═══ RECORDS TO USE ═══

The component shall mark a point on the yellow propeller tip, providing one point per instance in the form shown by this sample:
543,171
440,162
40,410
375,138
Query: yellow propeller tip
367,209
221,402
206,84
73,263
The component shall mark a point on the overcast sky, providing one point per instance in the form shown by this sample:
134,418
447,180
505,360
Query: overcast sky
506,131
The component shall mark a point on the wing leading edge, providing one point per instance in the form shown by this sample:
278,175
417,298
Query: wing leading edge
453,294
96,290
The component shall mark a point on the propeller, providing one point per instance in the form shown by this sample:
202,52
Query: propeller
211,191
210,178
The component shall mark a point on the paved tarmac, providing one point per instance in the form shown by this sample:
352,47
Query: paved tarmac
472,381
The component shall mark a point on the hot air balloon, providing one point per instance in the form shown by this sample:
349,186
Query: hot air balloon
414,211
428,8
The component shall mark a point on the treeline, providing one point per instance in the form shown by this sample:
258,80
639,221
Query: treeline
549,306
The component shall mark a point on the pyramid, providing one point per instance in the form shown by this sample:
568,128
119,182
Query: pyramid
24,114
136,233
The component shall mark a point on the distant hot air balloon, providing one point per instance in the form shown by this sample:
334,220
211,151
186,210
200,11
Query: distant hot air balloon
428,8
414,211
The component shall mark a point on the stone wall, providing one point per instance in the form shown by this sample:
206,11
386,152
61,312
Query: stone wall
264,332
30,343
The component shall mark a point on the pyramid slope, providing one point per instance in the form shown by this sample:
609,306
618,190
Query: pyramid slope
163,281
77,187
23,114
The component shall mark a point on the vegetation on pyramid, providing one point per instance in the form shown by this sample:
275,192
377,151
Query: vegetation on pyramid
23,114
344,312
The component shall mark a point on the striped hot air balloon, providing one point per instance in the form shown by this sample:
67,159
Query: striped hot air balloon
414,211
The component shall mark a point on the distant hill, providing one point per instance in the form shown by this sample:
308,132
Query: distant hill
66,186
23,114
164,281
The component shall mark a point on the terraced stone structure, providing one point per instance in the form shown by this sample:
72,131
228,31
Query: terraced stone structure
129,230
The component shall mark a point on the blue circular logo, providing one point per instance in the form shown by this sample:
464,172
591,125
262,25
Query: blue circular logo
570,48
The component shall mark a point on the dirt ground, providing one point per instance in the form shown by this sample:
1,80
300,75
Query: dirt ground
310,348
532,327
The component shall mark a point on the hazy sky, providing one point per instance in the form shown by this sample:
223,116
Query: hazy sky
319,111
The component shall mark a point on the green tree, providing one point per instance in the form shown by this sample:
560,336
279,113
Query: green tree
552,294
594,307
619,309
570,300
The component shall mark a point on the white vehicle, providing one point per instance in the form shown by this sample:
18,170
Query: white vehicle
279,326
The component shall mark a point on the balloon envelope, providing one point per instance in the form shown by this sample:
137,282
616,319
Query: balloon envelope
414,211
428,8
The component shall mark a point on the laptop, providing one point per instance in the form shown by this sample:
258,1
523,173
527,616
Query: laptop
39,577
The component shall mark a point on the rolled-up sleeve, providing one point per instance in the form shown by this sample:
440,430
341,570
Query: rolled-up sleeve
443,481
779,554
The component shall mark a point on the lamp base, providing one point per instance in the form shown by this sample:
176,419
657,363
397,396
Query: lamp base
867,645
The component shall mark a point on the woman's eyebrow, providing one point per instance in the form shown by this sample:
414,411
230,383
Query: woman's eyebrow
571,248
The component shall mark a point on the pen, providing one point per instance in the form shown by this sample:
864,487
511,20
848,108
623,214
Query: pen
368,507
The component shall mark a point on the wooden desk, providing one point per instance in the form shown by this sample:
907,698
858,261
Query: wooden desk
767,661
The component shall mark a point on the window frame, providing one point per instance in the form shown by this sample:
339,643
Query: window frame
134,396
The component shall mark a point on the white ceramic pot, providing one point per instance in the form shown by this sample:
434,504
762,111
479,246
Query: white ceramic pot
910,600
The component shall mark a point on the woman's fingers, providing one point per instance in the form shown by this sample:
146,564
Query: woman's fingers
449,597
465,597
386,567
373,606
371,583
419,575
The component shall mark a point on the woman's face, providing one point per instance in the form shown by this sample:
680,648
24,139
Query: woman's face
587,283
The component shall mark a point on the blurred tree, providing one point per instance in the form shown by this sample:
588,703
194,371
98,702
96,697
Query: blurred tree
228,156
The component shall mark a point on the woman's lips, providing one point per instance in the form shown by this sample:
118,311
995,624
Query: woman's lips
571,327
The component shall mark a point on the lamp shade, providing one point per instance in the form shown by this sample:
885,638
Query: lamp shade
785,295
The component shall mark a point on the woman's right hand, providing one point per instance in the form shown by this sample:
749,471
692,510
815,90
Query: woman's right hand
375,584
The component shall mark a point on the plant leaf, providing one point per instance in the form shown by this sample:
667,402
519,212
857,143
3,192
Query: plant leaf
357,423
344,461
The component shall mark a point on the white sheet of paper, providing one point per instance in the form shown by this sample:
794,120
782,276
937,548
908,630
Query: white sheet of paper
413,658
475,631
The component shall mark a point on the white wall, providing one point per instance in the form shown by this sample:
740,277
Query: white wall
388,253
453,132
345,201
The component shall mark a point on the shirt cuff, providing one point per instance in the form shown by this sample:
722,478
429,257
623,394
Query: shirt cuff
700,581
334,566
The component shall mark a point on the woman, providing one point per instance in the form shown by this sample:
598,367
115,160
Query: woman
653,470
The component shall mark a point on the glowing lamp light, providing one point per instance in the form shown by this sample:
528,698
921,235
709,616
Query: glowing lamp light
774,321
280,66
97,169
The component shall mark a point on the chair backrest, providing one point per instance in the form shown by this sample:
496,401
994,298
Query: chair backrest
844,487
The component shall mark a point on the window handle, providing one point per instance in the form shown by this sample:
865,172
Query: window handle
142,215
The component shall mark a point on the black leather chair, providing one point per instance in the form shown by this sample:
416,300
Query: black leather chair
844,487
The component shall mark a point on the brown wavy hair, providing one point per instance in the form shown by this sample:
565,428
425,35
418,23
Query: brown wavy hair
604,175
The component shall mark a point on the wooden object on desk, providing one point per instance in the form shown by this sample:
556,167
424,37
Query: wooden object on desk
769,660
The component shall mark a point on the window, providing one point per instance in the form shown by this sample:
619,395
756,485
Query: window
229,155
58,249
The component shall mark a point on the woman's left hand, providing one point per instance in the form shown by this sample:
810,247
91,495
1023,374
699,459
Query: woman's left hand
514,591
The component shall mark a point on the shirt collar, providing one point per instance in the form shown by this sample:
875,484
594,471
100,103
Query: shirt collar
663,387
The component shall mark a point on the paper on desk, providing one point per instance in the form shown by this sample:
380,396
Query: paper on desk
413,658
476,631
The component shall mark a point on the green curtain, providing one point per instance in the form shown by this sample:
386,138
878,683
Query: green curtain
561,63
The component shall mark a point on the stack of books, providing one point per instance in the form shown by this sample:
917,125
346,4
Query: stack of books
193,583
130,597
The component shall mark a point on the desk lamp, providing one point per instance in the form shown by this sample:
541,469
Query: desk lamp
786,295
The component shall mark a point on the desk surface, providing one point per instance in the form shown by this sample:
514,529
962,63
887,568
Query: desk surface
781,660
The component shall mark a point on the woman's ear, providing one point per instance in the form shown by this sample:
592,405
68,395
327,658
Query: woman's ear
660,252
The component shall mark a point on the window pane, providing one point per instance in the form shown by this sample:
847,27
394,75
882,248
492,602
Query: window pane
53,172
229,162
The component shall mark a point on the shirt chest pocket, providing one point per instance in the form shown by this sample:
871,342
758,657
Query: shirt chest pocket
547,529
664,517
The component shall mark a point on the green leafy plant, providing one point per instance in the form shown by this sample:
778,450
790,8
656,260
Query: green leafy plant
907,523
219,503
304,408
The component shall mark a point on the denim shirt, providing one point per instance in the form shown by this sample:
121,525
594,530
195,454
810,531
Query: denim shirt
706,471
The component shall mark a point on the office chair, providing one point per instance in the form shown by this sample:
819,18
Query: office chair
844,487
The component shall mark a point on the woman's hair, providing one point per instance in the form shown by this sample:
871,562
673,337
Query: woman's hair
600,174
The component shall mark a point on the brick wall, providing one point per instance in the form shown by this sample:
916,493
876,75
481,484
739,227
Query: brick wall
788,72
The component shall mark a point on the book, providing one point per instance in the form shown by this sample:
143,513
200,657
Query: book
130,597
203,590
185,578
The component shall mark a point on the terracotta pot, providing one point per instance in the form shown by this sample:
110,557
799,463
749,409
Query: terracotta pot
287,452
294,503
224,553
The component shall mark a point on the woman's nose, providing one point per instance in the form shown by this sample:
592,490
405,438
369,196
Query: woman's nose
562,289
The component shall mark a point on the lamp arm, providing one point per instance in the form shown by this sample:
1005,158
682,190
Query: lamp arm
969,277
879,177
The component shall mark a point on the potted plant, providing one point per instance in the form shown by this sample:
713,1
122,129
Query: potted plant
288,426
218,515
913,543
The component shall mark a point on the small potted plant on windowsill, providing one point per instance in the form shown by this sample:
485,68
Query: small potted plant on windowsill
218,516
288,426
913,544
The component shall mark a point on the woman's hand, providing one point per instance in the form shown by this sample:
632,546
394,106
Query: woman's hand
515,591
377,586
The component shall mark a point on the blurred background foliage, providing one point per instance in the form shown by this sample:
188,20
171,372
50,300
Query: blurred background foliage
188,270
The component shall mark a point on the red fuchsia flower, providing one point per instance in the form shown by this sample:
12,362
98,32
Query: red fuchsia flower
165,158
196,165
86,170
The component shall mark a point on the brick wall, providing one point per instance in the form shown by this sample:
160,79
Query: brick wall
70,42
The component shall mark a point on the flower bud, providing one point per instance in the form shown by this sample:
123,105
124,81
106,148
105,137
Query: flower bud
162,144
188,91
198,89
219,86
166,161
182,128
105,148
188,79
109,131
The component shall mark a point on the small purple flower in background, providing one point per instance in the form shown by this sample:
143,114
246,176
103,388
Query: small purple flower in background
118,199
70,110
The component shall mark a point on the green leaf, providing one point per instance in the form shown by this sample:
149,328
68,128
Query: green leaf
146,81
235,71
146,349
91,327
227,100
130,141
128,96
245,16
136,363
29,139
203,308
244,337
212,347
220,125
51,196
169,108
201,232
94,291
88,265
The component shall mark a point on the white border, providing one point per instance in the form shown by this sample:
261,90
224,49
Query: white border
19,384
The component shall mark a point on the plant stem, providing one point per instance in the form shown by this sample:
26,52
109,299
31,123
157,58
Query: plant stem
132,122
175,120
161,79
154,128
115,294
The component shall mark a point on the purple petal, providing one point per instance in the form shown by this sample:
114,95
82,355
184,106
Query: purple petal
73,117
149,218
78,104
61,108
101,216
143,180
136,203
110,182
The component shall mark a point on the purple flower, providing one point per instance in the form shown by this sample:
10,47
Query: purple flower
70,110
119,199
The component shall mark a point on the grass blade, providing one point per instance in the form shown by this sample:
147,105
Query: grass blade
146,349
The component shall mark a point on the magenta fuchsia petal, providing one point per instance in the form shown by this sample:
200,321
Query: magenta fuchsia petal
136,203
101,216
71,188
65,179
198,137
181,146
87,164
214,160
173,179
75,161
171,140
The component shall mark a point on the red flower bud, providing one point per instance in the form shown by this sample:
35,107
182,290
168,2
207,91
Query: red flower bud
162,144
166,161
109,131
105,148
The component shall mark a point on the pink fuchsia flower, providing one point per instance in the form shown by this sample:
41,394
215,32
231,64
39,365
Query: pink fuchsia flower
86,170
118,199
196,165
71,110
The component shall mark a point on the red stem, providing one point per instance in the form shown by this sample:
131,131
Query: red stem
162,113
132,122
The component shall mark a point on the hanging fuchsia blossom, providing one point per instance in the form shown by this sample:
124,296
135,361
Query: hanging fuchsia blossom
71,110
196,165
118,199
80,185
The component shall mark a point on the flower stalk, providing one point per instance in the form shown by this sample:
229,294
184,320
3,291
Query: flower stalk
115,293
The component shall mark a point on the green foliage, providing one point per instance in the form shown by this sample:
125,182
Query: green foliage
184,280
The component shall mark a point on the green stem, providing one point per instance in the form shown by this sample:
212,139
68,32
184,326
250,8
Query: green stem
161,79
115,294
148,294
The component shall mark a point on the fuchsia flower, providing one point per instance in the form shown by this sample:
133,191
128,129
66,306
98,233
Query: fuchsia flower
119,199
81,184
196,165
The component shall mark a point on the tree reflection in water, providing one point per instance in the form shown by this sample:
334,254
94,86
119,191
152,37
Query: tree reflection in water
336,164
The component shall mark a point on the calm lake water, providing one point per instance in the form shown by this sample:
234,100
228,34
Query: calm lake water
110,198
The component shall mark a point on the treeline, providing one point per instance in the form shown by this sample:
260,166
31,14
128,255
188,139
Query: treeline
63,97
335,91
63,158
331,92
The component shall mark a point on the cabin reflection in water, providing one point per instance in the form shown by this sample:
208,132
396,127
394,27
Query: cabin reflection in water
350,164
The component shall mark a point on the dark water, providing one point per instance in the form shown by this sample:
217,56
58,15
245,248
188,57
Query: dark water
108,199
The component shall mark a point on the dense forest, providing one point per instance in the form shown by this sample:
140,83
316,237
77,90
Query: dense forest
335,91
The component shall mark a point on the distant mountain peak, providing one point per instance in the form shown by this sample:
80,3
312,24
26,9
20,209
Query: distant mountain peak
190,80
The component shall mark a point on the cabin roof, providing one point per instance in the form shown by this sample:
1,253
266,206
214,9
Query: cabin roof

═══

* _DIRECTIVE_:
Begin with the line that contains "The component shall mark a point on the cabin reflection" and quote each line after it exactly, stopping after the last line of the data.

* _EXERCISE RESPONSE_:
The component shall mark a point on the cabin reflection in water, providing one point per instance in the form shown by this sample:
208,132
396,127
394,27
Query: cabin reflection in water
350,164
The component shall mark a point on the dark water, providing one point per instance in the form shown by this sample:
217,56
58,15
245,248
188,57
Query: dark water
108,199
The component shall mark a point on the dense forest, providing one point per instance in the form shown by this sample:
140,83
316,237
77,90
Query: dense forest
335,91
The component shall mark a point on the distant mountain peak, providing one point per instance in the form shown by this sample:
80,3
312,24
26,9
20,209
Query: distant mountain peak
190,80
The component shall mark a point on the cabin roof, providing one point per instance in the form shown by this sample:
1,253
266,206
214,9
Query: cabin roof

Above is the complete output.